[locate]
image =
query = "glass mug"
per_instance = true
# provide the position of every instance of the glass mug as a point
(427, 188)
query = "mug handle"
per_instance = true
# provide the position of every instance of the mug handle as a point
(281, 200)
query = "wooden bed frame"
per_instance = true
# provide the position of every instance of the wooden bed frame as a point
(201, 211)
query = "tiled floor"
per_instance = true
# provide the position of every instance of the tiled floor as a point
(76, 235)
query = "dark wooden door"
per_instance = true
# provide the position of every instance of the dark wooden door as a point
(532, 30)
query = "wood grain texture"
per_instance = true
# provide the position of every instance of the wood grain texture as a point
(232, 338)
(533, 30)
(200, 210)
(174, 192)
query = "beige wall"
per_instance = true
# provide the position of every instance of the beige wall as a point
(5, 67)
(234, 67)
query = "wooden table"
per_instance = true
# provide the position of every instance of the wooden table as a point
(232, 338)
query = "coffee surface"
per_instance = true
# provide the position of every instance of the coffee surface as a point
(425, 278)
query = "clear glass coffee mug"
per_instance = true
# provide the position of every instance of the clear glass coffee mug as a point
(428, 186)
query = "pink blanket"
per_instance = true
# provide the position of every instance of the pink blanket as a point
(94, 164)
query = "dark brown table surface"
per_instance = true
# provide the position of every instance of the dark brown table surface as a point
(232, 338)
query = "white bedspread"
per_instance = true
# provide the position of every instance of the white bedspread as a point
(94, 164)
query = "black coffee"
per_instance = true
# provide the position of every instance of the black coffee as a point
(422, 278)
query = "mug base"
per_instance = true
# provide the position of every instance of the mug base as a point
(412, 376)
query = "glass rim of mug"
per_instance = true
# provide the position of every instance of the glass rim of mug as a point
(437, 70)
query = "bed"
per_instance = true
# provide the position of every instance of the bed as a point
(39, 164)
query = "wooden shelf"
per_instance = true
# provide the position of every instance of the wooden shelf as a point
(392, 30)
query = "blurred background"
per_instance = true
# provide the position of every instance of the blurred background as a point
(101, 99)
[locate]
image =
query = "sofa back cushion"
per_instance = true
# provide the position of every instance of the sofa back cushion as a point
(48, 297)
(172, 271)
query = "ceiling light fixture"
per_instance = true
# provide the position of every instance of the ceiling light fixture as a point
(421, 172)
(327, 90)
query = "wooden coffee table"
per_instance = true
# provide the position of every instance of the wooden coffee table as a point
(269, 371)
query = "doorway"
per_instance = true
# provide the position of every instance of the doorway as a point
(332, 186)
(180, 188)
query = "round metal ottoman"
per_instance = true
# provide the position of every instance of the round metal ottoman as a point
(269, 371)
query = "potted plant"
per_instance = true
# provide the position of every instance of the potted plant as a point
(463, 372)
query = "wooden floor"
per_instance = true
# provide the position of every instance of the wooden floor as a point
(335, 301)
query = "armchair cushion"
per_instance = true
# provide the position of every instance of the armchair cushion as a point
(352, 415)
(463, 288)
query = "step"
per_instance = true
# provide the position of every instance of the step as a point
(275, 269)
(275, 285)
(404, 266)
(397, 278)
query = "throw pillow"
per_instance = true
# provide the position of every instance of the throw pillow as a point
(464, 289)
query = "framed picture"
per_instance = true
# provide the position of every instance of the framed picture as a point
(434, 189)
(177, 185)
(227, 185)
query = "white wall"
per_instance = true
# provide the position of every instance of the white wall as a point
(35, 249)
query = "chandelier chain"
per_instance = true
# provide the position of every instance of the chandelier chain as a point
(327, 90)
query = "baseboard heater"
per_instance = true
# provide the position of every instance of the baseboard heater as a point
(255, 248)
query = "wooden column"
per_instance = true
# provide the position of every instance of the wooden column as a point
####
*Set task*: Transcribe all of the material exactly. Omit nothing.

*Answer for the task*:
[locate]
image =
query = "glass mug"
per_instance = true
# provide the position of every instance of the glass mug as a point
(427, 188)
query = "mug handle"
per_instance = true
# provide the position of every instance of the mug handle as a point
(281, 200)
query = "wooden bed frame"
per_instance = true
# provide the position of every instance of the wooden bed frame as a point
(201, 211)
query = "tiled floor"
per_instance = true
# provide the position of every instance of the tiled floor as a point
(76, 235)
query = "dark wooden door"
per_instance = true
# provide the position of every instance of the dark wooden door as a point
(532, 30)
query = "wood grain texture"
per_instance = true
# provide the position of every instance of the wood grain texture as a point
(232, 338)
(533, 30)
(200, 210)
(174, 192)
query = "beige wall"
per_instance = true
# provide the position of every instance of the beige wall as a point
(5, 67)
(234, 67)
query = "wooden table"
per_instance = true
# provide the position of every instance of the wooden table as a point
(232, 338)
query = "coffee surface"
per_instance = true
# provide the position of every instance of the coffee surface as a point
(425, 278)
query = "clear glass coffee mug"
per_instance = true
# provide the position of every instance of the clear glass coffee mug as a point
(428, 186)
query = "pink blanket"
per_instance = true
# provide the position of every instance of the pink blanket as a point
(94, 164)
query = "dark brown table surface"
per_instance = true
# provide the position of every instance of the dark brown table surface as a point
(232, 338)
query = "white bedspread"
per_instance = true
# provide the position of every instance of the white bedspread as a point
(94, 164)
query = "black coffee"
per_instance = true
# provide the position of every instance of the black coffee as a point
(422, 278)
query = "mug base"
per_instance = true
# provide the position of every instance of the mug base as a point
(412, 376)
query = "glass rim of mug"
per_instance = true
# provide the position of every instance of the glass rim of mug as a point
(437, 70)
query = "bed"
per_instance = true
# provide the position of every instance of the bed as a point
(39, 164)
query = "wooden shelf"
per_instance = true
# provide the position of every instance of the wooden shelf as a point
(392, 30)
query = "blurred background"
per_instance = true
# provide the position of every instance of the blurred background as a point
(101, 99)
[locate]
image =
query = "sofa back cushion"
per_instance = true
# provide the position of every instance of the sofa back cushion as a point
(48, 297)
(172, 271)
query = "ceiling light fixture"
per_instance = true
# provide the position of every instance of the ceiling light fixture as a point
(421, 172)
(327, 90)
query = "wooden coffee table"
per_instance = true
# provide the position of every instance of the wooden coffee table as a point
(269, 371)
query = "doorway"
per_instance = true
# provide the position of every instance of the doorway as a point
(332, 186)
(180, 188)
query = "round metal ottoman"
per_instance = true
# provide the position of every instance of the round metal ottoman as a point
(269, 371)
query = "potted plant"
per_instance = true
# provide the position of every instance of the potted plant as a point
(463, 372)
query = "wooden floor"
per_instance = true
# provide the position of every instance of the wooden floor as a point
(335, 301)
query = "armchair cushion"
per_instance = true
# provide the position of every instance of the armchair cushion as a point
(352, 415)
(463, 288)
query = "step"
per_instance = true
# provide the position of every instance of the step as a point
(275, 269)
(275, 285)
(404, 266)
(397, 278)
query = "throw pillow"
per_instance = true
# provide the position of every instance of the throw pillow as a point
(464, 289)
query = "framed picture"
per_instance = true
# provide the position of every instance of the framed picture as a point
(434, 189)
(177, 185)
(227, 185)
query = "white wall"
per_instance = true
# provide the position of every instance of the white wall as a point
(35, 249)
query = "chandelier chain"
per_instance = true
# provide the position of every instance of the chandelier chain as a point
(327, 90)
query = "baseboard heater"
per_instance = true
# provide the position of every instance of the baseboard heater as a point
(255, 248)
query = "wooden column"
per_instance = true
# provide the position of every instance of the wooden column as a point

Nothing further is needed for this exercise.